DO THIS:
Rewrite the material from the line with "If you could mark the cloud" up to and including the last line, swapping "a great deal" for "a lot" each time it appears and leaving everything else unchanged.

ENTRIES:
══════

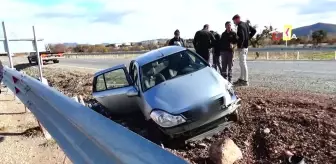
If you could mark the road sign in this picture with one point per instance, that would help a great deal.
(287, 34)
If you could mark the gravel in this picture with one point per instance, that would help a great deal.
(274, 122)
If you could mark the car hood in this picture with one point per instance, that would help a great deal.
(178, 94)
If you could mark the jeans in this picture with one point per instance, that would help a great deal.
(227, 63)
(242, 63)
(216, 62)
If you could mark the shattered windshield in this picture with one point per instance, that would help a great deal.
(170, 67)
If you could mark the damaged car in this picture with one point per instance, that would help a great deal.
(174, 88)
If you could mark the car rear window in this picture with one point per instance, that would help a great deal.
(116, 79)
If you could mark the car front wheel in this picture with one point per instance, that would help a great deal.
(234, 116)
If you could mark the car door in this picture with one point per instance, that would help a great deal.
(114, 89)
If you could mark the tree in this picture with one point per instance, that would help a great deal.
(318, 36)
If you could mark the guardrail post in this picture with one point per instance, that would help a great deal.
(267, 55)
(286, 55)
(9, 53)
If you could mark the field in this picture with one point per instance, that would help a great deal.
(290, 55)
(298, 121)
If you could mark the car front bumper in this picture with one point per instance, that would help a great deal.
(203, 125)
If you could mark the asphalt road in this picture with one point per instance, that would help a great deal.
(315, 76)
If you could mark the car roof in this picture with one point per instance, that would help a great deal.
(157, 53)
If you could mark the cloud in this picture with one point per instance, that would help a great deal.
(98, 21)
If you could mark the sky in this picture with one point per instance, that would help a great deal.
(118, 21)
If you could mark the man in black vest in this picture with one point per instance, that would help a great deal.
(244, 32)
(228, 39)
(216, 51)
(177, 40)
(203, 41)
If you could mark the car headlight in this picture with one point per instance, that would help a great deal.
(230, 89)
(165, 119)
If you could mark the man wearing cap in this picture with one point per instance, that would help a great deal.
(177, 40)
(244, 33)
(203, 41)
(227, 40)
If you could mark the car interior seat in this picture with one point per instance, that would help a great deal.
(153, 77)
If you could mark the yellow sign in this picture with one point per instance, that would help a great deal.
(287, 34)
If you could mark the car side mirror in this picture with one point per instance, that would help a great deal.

══════

RIGHT ANSWER:
If you could mark the cloud in this picture with one point per instance, that would help a lot.
(98, 21)
If you could mark the sky in this picture with one point per instance, that would help a lot.
(118, 21)
If you could mark the man in black vest in this picture with one point per instance, that would help a lot.
(244, 32)
(228, 39)
(216, 51)
(177, 40)
(203, 41)
If you could mark the car headlight in this picture with one point per instance, that would help a lot.
(230, 89)
(165, 119)
If you could mark the man wearing cap in this picture with one point per instance, that would help a lot.
(177, 40)
(244, 33)
(203, 41)
(227, 40)
If you could mark the car interior seat in this picture with one point per instance, that would help a lot.
(153, 77)
If you could mark the yellow sign in this picture with one point per instance, that would help a lot.
(287, 34)
If you could mark the car side mirror in this picture with one point per instance, that would help a lot.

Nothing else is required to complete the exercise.